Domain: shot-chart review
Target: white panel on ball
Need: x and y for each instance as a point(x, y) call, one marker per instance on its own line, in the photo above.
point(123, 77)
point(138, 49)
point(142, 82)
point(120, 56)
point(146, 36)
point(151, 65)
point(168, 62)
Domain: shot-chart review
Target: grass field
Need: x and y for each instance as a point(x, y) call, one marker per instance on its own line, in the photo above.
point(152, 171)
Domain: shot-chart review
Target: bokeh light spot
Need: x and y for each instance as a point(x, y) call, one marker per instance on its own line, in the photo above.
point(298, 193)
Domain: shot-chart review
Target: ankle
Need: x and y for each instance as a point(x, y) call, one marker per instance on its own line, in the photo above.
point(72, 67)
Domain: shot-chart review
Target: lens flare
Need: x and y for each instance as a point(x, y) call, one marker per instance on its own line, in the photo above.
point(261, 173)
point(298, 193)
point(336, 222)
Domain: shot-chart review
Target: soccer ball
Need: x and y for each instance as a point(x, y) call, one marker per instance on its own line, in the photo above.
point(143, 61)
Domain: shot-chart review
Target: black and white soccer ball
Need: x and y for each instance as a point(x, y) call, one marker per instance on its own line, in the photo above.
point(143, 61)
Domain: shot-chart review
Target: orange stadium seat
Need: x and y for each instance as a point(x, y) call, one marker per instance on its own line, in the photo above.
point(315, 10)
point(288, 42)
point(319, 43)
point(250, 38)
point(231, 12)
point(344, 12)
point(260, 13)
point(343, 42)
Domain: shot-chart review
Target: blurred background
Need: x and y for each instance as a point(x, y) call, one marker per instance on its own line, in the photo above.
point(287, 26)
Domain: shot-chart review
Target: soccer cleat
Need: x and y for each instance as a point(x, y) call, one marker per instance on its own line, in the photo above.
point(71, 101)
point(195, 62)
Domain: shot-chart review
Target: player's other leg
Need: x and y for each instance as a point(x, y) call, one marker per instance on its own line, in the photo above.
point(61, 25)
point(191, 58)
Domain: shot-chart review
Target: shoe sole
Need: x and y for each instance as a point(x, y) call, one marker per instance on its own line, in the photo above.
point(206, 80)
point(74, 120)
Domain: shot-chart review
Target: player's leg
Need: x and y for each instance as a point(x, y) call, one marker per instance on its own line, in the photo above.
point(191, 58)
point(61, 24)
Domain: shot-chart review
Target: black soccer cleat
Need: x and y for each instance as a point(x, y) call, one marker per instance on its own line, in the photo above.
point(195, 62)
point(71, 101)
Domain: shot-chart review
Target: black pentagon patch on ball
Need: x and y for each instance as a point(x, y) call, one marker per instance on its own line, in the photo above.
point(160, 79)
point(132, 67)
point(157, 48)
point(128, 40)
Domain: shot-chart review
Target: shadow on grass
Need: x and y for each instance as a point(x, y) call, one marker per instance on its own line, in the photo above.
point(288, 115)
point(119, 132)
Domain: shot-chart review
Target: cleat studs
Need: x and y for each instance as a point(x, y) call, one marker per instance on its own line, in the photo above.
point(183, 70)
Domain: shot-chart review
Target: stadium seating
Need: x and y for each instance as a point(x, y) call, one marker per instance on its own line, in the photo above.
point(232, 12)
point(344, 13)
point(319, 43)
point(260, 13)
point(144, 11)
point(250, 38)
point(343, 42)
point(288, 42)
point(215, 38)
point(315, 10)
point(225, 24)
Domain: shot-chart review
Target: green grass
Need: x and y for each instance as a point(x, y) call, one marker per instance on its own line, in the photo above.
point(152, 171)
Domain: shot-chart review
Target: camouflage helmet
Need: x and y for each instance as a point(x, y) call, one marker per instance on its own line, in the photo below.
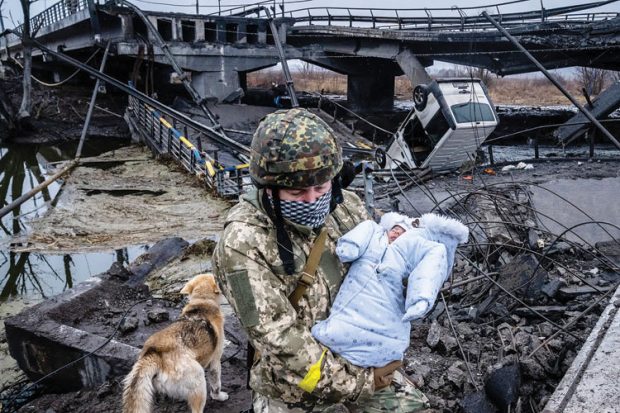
point(294, 149)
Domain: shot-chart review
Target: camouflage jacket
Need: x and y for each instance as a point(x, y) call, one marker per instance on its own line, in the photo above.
point(293, 366)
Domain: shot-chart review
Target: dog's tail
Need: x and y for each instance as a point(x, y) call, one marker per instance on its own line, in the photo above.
point(138, 385)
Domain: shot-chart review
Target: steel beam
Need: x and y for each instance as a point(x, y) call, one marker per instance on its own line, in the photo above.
point(548, 75)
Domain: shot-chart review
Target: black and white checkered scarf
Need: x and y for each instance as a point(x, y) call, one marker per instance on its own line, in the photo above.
point(311, 214)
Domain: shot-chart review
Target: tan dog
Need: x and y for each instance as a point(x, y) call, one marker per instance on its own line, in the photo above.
point(173, 360)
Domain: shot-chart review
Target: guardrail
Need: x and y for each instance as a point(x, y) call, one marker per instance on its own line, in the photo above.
point(51, 15)
point(164, 134)
point(428, 18)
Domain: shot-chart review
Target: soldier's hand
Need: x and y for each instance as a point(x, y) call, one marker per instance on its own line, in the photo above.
point(383, 375)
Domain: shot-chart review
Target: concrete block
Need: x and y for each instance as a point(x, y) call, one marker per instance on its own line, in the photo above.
point(592, 383)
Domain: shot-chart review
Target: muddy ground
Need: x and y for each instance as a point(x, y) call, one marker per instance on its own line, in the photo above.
point(512, 285)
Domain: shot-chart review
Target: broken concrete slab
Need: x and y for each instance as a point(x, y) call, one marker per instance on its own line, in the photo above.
point(502, 386)
point(523, 276)
point(592, 382)
point(164, 202)
point(611, 250)
point(598, 197)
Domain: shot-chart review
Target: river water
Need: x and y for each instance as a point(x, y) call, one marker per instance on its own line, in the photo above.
point(30, 277)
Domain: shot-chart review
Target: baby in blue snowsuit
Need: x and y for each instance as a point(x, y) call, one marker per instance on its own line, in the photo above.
point(369, 323)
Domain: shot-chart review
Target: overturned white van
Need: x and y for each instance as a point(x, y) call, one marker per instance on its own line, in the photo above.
point(449, 121)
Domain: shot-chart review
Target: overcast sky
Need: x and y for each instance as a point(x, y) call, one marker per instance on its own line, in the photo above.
point(11, 10)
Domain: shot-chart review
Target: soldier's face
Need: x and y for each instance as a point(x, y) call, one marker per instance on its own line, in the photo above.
point(307, 194)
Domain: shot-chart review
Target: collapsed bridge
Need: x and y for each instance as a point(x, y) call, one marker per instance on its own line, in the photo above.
point(370, 46)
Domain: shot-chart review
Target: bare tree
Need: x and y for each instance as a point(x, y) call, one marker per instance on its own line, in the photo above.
point(27, 35)
point(592, 80)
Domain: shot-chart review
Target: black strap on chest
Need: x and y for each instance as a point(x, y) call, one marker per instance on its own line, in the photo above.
point(285, 246)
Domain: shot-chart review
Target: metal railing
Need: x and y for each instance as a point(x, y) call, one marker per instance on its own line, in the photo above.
point(165, 134)
point(454, 18)
point(51, 15)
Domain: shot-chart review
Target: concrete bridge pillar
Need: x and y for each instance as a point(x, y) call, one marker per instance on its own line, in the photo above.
point(370, 92)
point(412, 67)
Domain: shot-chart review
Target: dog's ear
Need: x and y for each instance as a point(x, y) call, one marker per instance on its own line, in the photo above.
point(188, 288)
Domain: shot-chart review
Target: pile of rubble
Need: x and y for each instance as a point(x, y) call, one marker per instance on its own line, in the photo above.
point(520, 305)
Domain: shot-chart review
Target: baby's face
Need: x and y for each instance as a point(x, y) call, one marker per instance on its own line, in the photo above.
point(395, 232)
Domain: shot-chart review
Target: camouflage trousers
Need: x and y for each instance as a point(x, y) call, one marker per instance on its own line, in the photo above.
point(400, 397)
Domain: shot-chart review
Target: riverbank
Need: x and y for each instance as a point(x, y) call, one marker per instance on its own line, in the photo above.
point(554, 280)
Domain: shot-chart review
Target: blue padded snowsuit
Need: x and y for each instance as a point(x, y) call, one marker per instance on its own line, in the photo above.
point(369, 324)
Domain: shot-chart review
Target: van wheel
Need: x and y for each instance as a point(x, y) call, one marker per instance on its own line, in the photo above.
point(420, 97)
point(380, 158)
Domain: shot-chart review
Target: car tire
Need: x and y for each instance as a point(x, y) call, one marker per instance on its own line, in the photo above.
point(420, 97)
point(380, 158)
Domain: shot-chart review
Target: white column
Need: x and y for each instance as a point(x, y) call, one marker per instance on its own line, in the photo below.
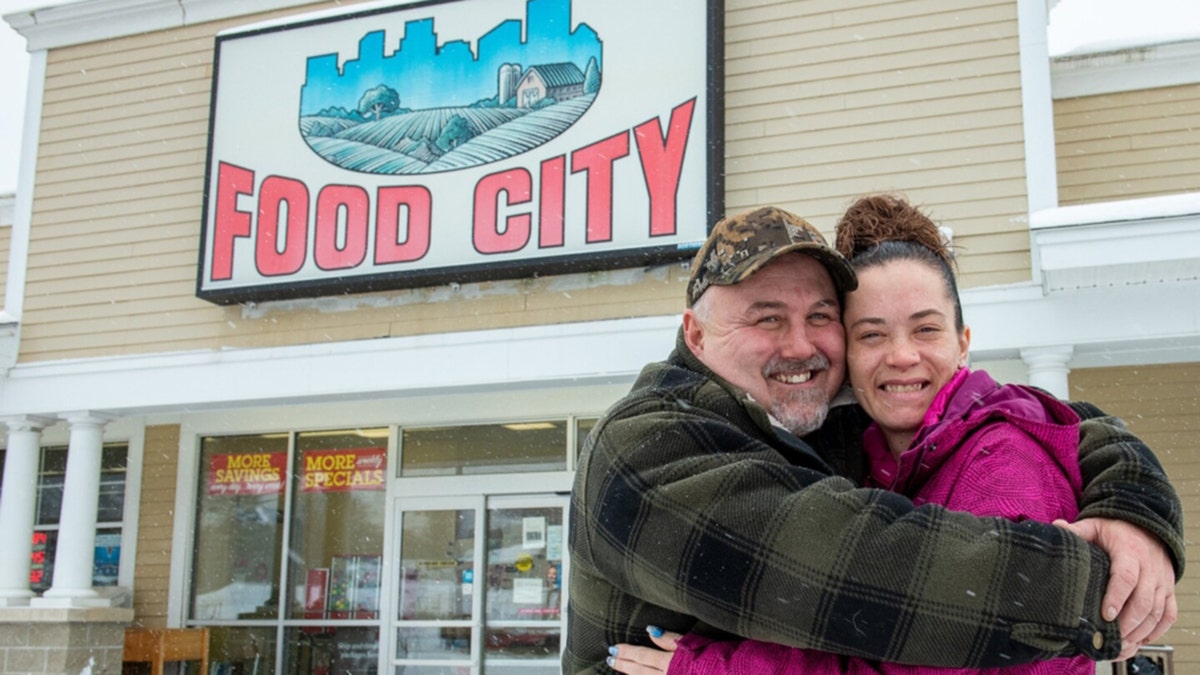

**Work instructions**
Among the lines of the material, count those that contain the string "white" and state only that count.

**Worked solution**
5